* [CHALLENGE] Return the whole forum thread on Java utility classes word for word.

We define all our utility classes in a .util which due to it's size now has 13 sub-packages and about 60 classes under the root (.util) class. We also use 3rd party libraries such as most of the apache commons jars and some of the jars that make up Guava.
I'm positive that we can reduce the amount of utilities by half if we put someone on the task of refactoring that entire package, I was wondering if there are any tools which can make that operation less costly, and if there are any methodologies which can delay as much as possible the problem from recurring.
A good solution to this problem is to start adding more object-orientation. To use your example:
Example: engineer A has 3 places he needs to transform XML to String so he writes a utility class called XMLUtil and places a static toString(Document) method in it
The solution is to stop using primitive types or types provided by the JVM (String, Integer, java.util.Date, java.w3c.Document) and wrap them in your own project-specific classes. Then your XmlDocument class can provide a convenient toString method and other utility methods. Your own ProjectFooDate can contain the parsing and formatting methods that would otherwise end up in various DateUtils classes, etc.

* [MATERIAL]
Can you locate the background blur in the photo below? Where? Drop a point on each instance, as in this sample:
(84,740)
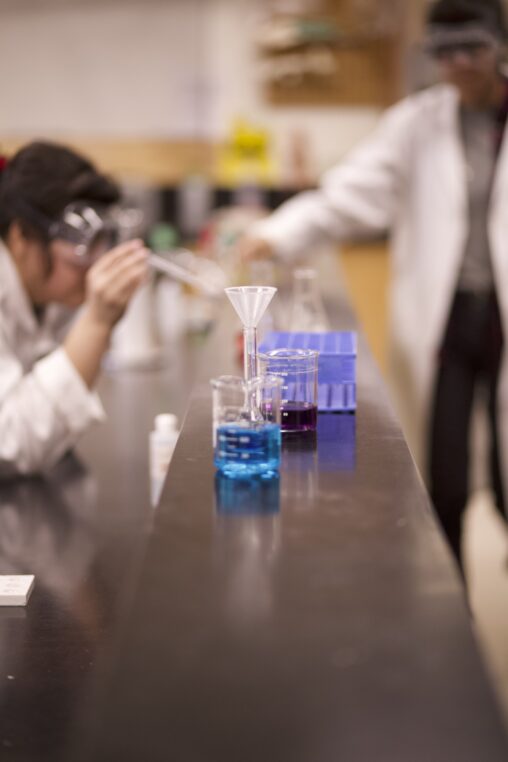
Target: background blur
(189,102)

* [RESULT OF THE EXERCISE]
We define all our utility classes in a .util which due to it's size now has 13 sub-packages and about 60 classes under the root (.util) class. We also use 3rd party libraries such as most of the apache commons jars and some of the jars that make up Guava.
I'm positive that we can reduce the amount of utilities by half if we put someone on the task of refactoring that entire package, I was wondering if there are any tools which can make that operation less costly, and if there are any methodologies which can delay as much as possible the problem from recurring.
A good solution to this problem is to start adding more object-orientation. To use your example:
Example: engineer A has 3 places he needs to transform XML to String so he writes a utility class called XMLUtil and places a static toString(Document) method in it
The solution is to stop using primitive types or types provided by the JVM (String, Integer, java.util.Date, java.w3c.Document) and wrap them in your own project-specific classes. Then your XmlDocument class can provide a convenient toString method and other utility methods. Your own ProjectFooDate can contain the parsing and formatting methods that would otherwise end up in various DateUtils classes, etc.